EXERCISE BRIEF:
Reproduce exactly, and only, the lines running from the start of the entries below to the line containing "[[308, 22], [270, 105]]".

MATERIAL FOR THIS TASK:
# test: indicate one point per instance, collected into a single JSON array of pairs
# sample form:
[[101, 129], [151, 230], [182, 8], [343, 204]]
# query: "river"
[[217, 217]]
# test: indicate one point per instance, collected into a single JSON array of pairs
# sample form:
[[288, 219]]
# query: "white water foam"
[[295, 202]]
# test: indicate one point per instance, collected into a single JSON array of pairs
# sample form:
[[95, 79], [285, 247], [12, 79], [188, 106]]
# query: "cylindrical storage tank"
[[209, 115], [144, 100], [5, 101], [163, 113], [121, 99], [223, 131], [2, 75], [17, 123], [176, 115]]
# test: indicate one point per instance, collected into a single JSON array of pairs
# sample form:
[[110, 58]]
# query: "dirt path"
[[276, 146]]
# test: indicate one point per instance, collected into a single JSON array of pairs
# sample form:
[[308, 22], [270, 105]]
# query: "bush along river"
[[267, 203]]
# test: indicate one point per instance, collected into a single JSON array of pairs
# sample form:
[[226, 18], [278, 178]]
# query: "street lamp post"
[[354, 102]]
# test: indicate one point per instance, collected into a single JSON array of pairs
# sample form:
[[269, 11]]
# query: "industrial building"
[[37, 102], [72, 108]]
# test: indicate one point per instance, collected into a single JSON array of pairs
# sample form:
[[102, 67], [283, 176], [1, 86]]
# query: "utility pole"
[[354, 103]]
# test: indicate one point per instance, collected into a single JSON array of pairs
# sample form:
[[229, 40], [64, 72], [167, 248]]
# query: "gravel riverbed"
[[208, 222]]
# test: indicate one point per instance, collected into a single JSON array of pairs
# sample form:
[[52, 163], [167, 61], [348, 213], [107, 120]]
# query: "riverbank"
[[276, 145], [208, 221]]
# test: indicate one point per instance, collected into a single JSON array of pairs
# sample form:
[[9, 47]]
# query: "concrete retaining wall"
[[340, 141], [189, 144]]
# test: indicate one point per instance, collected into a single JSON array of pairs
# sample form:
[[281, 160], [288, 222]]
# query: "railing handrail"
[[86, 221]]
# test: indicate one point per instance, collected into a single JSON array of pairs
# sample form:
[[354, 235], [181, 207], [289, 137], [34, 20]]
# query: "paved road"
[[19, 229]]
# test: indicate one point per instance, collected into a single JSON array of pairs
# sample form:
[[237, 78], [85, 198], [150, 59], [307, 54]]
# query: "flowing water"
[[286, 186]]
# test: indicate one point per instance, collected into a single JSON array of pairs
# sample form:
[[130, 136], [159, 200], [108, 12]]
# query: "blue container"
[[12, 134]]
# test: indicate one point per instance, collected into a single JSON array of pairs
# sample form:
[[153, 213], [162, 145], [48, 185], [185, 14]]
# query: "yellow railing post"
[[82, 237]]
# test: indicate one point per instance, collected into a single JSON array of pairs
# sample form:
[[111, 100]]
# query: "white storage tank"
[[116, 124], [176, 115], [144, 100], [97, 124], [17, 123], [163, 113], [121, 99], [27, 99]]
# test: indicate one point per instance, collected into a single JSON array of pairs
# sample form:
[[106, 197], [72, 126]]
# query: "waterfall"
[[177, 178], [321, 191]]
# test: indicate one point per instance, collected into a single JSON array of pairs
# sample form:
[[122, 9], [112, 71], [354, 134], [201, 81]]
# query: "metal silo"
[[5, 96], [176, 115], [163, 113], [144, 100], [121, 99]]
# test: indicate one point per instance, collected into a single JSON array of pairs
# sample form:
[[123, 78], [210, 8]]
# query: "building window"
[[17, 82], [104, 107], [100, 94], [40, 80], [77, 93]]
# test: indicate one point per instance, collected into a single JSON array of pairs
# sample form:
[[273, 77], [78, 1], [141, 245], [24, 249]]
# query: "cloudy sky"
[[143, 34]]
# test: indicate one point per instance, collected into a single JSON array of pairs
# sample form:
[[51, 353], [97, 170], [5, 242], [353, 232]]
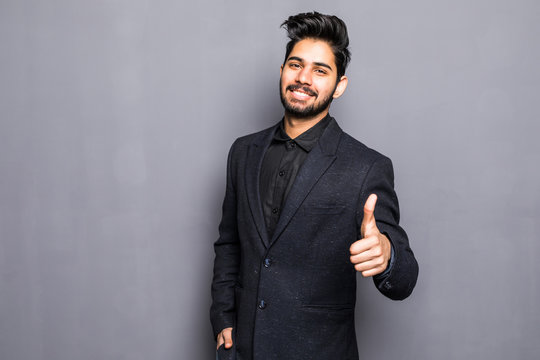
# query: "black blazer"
[[292, 296]]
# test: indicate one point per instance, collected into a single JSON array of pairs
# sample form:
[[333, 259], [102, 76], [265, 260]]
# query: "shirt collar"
[[308, 138]]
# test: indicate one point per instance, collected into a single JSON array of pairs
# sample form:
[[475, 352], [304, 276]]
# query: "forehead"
[[314, 50]]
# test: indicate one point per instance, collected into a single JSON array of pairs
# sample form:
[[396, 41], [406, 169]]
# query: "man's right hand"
[[225, 337]]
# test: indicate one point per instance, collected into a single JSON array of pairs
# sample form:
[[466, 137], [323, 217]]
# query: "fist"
[[371, 253]]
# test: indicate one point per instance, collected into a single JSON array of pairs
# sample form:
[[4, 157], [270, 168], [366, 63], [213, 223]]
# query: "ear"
[[341, 86]]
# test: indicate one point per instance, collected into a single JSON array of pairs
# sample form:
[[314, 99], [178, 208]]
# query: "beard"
[[299, 111]]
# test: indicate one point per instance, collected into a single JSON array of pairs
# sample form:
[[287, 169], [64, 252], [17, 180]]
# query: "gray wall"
[[115, 120]]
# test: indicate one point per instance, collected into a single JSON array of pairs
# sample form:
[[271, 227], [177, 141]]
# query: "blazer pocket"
[[323, 209], [328, 307]]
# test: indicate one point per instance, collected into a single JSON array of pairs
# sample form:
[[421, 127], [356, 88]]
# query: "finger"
[[373, 272], [369, 208], [367, 255], [219, 341], [227, 337], [364, 244], [368, 222], [375, 263]]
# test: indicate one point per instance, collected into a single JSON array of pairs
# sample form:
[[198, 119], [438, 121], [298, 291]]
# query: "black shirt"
[[280, 166]]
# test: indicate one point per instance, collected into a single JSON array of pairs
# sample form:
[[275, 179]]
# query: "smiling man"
[[306, 207]]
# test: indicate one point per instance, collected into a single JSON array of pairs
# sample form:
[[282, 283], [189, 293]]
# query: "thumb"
[[369, 219], [227, 337]]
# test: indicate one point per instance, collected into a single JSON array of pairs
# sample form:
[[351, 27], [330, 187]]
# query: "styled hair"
[[328, 28]]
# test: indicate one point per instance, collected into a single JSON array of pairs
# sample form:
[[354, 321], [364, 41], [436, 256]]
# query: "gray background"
[[115, 120]]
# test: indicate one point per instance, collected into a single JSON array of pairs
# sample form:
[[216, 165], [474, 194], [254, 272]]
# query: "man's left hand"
[[371, 253]]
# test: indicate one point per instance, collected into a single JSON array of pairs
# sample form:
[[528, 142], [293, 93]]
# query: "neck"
[[295, 126]]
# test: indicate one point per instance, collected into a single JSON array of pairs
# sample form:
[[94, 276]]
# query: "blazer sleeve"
[[398, 281], [227, 258]]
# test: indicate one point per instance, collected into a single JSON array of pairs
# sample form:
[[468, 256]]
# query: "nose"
[[304, 76]]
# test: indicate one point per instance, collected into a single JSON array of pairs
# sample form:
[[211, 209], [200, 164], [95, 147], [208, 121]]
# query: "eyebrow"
[[316, 63]]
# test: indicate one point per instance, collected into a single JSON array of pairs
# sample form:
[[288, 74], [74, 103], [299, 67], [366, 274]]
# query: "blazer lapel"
[[255, 155], [317, 162]]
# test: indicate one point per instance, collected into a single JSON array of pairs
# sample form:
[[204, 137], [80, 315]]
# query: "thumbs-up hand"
[[371, 253]]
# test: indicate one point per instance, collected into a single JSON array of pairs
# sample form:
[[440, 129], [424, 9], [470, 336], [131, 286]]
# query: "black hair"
[[314, 25]]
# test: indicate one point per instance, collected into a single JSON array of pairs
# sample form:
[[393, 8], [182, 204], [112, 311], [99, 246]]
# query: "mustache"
[[303, 88]]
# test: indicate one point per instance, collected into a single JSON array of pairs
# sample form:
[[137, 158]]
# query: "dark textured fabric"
[[292, 296], [281, 163]]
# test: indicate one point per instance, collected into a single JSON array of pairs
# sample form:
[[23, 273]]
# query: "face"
[[308, 81]]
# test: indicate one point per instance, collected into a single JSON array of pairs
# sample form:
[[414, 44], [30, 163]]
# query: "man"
[[306, 207]]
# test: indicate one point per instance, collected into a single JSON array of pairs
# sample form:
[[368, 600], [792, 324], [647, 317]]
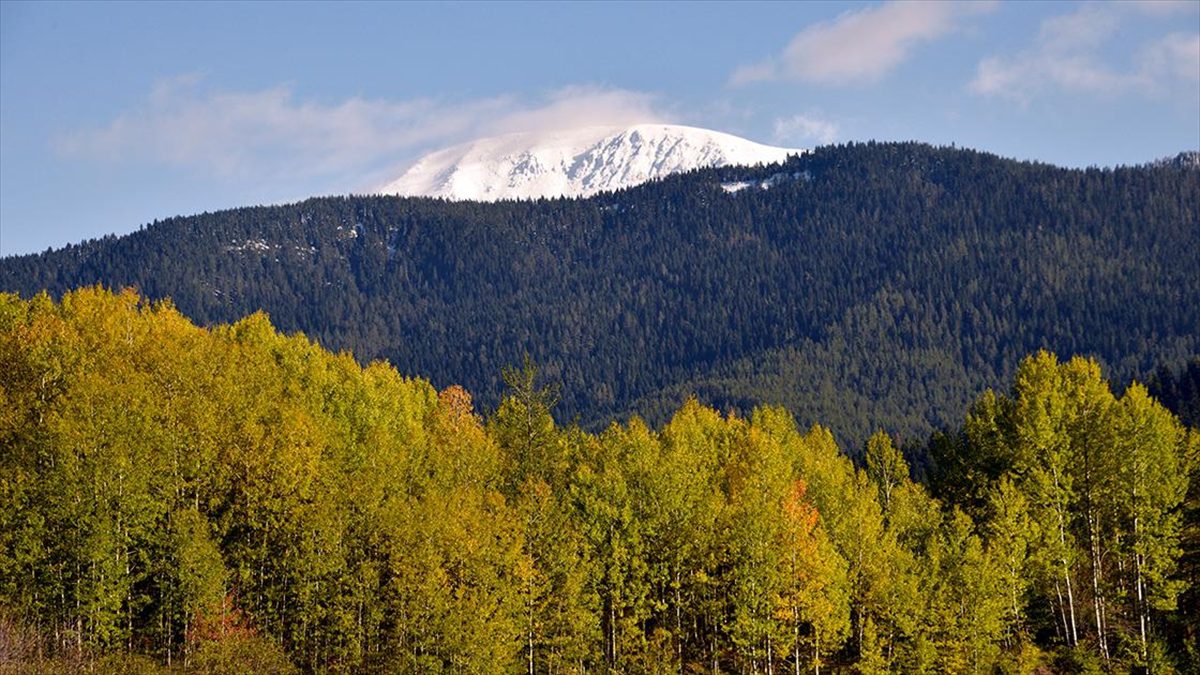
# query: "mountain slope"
[[863, 286], [574, 162]]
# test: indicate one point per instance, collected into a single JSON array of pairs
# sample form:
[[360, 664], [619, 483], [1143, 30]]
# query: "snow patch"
[[575, 162], [767, 183]]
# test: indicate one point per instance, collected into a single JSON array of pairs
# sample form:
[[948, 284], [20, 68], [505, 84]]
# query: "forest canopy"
[[233, 499], [898, 280]]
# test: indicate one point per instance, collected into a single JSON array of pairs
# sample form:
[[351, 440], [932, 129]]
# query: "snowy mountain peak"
[[574, 162]]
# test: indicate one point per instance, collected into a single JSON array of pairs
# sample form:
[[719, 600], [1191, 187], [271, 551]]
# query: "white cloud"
[[861, 46], [805, 129], [1067, 55], [271, 135]]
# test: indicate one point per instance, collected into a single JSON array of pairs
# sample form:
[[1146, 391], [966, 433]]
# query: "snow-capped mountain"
[[574, 162]]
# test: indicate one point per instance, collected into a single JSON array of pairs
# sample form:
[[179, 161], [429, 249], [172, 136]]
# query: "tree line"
[[229, 499], [898, 279]]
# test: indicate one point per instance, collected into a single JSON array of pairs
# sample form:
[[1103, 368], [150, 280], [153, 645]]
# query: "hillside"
[[576, 162], [853, 284]]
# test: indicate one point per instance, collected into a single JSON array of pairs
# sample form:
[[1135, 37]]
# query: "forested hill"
[[863, 286]]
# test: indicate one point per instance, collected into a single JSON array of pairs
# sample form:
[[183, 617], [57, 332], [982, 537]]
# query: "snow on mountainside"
[[574, 162]]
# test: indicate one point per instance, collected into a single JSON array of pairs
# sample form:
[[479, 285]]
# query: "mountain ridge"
[[850, 294], [577, 162]]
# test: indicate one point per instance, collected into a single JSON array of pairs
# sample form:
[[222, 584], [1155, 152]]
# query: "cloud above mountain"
[[274, 133], [862, 45], [1074, 53]]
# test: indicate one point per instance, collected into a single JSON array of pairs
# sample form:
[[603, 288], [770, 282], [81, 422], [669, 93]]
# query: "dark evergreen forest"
[[880, 285]]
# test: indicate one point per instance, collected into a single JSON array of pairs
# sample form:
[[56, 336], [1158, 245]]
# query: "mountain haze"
[[576, 162], [863, 286]]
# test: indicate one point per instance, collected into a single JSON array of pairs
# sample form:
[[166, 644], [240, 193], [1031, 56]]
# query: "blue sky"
[[115, 114]]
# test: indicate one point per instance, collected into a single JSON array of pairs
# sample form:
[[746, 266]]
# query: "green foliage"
[[189, 500], [883, 291]]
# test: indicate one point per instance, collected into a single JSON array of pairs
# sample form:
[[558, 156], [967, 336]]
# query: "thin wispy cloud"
[[273, 135], [1067, 55], [861, 46], [805, 129]]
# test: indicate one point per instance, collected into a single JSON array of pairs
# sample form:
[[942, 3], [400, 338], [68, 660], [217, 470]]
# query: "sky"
[[113, 115]]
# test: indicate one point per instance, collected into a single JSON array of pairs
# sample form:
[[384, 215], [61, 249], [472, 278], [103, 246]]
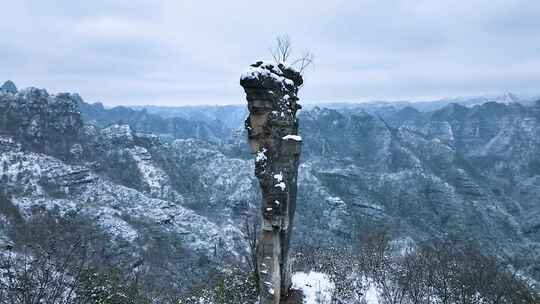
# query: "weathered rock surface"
[[272, 127]]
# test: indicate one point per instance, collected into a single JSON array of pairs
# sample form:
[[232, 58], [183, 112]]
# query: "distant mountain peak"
[[9, 87], [509, 98]]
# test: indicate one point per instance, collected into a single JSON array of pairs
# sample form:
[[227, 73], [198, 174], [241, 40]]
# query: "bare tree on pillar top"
[[271, 92]]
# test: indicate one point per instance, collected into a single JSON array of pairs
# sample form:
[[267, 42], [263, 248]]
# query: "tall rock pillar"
[[271, 93]]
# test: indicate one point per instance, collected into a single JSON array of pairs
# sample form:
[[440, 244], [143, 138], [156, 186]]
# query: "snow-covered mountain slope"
[[180, 205]]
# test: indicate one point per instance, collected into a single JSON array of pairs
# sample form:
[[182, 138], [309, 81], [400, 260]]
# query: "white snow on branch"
[[281, 185], [292, 137], [316, 287], [261, 156]]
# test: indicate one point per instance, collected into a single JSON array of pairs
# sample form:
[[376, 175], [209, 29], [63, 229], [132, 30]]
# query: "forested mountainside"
[[174, 211]]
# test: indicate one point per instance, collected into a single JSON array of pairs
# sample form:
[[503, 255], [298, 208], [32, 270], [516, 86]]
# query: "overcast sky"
[[192, 52]]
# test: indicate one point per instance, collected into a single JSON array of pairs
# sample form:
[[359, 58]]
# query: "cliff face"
[[271, 92], [46, 123]]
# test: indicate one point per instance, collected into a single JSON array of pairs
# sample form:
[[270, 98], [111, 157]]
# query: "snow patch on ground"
[[316, 287], [372, 293], [293, 137]]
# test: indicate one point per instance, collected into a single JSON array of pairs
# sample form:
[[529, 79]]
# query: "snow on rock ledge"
[[316, 287]]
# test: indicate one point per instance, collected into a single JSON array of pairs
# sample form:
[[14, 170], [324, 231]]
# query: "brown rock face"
[[271, 93]]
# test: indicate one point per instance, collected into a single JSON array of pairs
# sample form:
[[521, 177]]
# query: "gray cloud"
[[192, 52]]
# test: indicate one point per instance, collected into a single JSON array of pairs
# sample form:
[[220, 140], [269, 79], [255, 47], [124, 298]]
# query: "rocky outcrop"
[[42, 122], [271, 92], [9, 87]]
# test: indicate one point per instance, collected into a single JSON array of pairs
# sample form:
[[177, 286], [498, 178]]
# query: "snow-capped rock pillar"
[[271, 93]]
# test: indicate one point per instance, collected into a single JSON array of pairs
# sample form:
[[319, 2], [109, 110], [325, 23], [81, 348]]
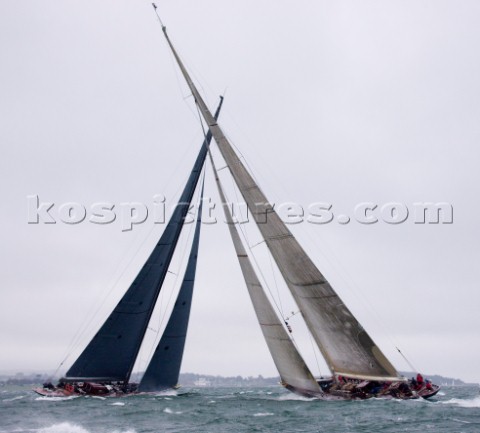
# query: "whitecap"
[[295, 397], [461, 421], [47, 398], [168, 410], [64, 427]]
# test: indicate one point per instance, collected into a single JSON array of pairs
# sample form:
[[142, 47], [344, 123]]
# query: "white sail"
[[293, 371], [345, 345]]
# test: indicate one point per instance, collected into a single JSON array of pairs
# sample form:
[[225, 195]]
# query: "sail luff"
[[344, 343], [164, 368], [112, 352], [293, 371]]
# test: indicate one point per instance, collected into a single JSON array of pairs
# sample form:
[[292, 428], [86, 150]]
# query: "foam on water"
[[66, 427], [291, 396], [168, 410], [468, 403], [44, 398]]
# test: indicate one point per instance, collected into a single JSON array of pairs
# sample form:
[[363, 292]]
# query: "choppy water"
[[226, 410]]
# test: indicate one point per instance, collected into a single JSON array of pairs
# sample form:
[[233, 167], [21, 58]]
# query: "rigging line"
[[76, 339], [408, 362], [276, 284], [314, 353]]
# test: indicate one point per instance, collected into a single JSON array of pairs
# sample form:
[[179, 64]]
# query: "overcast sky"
[[337, 102]]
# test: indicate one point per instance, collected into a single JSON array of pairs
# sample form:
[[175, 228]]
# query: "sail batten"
[[342, 340]]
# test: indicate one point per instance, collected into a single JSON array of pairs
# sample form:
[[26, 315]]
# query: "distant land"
[[205, 380]]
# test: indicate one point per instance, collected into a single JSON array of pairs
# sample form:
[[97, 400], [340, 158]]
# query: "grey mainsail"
[[345, 345], [111, 354], [290, 364], [164, 367]]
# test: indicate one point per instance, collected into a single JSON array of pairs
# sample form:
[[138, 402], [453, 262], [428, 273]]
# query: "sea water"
[[225, 410]]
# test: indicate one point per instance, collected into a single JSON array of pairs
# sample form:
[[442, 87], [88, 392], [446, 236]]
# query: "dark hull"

EXPECTED ANSWER:
# test: indicate one point per instance, collected into a single JSON array of pairs
# sample form:
[[101, 129], [151, 230], [182, 8], [343, 204]]
# query: "river"
[[217, 217]]
# test: indicate one point per instance, collected into a single JSON array of pairs
# sample form:
[[288, 219]]
# query: "white water foam"
[[295, 202]]
# test: indicate one point per instance, collected into a single JSON array of pairs
# sample form:
[[95, 79], [285, 247], [12, 79], [188, 106]]
# query: "cylindrical storage tank"
[[209, 115], [144, 100], [5, 101], [163, 113], [121, 99], [223, 131], [2, 75], [17, 123], [176, 115]]
# test: indicate one point per instance, collected into a single JSON array of pairs
# sample form:
[[110, 58]]
# query: "dirt path"
[[276, 146]]
# test: indicate one point per instance, collected into a single JSON array of pairs
# sample form:
[[308, 22], [270, 105]]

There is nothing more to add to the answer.